● RECORDS SUPPLIED

◆ ◆ ◆ ◆ ◆ ◆ ◆

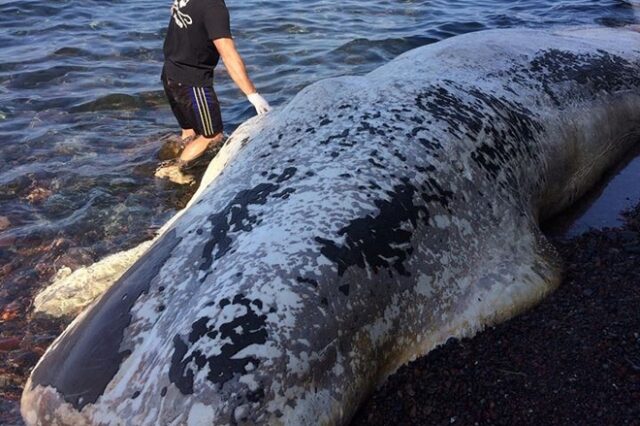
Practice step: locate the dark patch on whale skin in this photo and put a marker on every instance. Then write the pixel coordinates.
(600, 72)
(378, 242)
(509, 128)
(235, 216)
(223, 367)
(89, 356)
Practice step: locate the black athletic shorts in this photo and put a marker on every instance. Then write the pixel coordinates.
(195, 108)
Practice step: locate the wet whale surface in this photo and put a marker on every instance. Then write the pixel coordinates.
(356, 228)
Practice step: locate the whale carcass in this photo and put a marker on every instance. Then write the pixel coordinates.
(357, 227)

◆ ◆ ◆ ◆ ◆ ◆ ◆

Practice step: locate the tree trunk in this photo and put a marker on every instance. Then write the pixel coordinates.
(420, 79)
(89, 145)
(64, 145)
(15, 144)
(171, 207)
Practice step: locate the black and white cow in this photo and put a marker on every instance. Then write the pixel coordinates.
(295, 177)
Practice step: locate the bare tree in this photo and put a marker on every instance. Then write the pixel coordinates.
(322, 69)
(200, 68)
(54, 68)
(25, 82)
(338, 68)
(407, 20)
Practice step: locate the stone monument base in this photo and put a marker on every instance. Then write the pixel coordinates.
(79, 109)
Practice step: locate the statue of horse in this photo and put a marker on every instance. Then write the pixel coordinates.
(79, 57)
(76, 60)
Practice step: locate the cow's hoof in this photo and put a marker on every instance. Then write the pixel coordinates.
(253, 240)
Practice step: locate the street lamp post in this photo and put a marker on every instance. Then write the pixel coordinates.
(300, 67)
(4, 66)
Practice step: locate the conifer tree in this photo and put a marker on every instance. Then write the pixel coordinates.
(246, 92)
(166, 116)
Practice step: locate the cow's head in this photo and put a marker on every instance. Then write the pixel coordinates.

◆ ◆ ◆ ◆ ◆ ◆ ◆

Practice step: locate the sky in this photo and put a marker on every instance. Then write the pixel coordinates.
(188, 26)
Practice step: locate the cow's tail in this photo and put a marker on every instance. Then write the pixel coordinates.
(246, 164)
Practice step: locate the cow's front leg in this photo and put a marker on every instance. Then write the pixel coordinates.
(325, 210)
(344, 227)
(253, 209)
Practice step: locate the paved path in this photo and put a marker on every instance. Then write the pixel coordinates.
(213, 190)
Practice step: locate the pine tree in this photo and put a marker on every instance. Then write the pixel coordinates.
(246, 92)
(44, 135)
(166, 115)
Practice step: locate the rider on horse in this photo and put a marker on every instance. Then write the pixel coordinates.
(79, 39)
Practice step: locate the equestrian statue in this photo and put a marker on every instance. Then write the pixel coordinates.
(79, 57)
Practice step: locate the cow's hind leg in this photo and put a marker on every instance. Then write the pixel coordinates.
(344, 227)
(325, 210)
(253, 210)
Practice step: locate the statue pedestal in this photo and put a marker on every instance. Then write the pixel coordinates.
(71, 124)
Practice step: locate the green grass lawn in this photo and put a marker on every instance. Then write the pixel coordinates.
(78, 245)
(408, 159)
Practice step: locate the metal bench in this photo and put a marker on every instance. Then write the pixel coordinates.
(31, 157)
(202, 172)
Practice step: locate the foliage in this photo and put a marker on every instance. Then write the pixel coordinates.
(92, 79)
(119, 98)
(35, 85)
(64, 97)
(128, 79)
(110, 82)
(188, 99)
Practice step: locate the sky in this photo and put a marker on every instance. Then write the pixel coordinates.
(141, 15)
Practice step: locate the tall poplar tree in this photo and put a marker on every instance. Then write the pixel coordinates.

◆ ◆ ◆ ◆ ◆ ◆ ◆

● EXERCISE OBJECTIVE
With the line holding "Practice step: locate the rider" as the first and the line holding "Practice step: locate the tall" as the last, set down that range of the entries above exactly, and nothing else.

● ANSWER SECTION
Practice step: locate the rider on horse in this photo and put a marker on every instance. Then write the pixel coordinates.
(79, 39)
Practice step: locate the equestrian statue in this photo and put a marker on every instance. Then write the pixel coordinates.
(79, 57)
Practice step: locate the cow's hind leg in this photo and put a marker on every instance. Then write the pixel coordinates.
(344, 227)
(325, 210)
(253, 210)
Practice step: locate the statue pedestal in this photo and put a marker on every instance. Then write the pixel coordinates.
(71, 124)
Practice step: locate the green grass lawn in this photo and put a marker on every instance. Then write the pixel coordinates.
(78, 245)
(408, 159)
Practice step: locate the metal bench in this photo and put a marker on every instance. Then write the pixel coordinates.
(31, 157)
(202, 172)
Practice step: locate the foliage in this photo and put a marker on every instance. Then write the pixel coordinates.
(92, 79)
(119, 98)
(35, 85)
(64, 97)
(128, 79)
(110, 82)
(188, 99)
Practice step: locate the sky in this photo and put a marker on every instance. Then write the pixel coordinates.
(141, 15)
Practice step: locate the tall poplar tree in this photo and put a marker on every instance. Then write the pixel coordinates.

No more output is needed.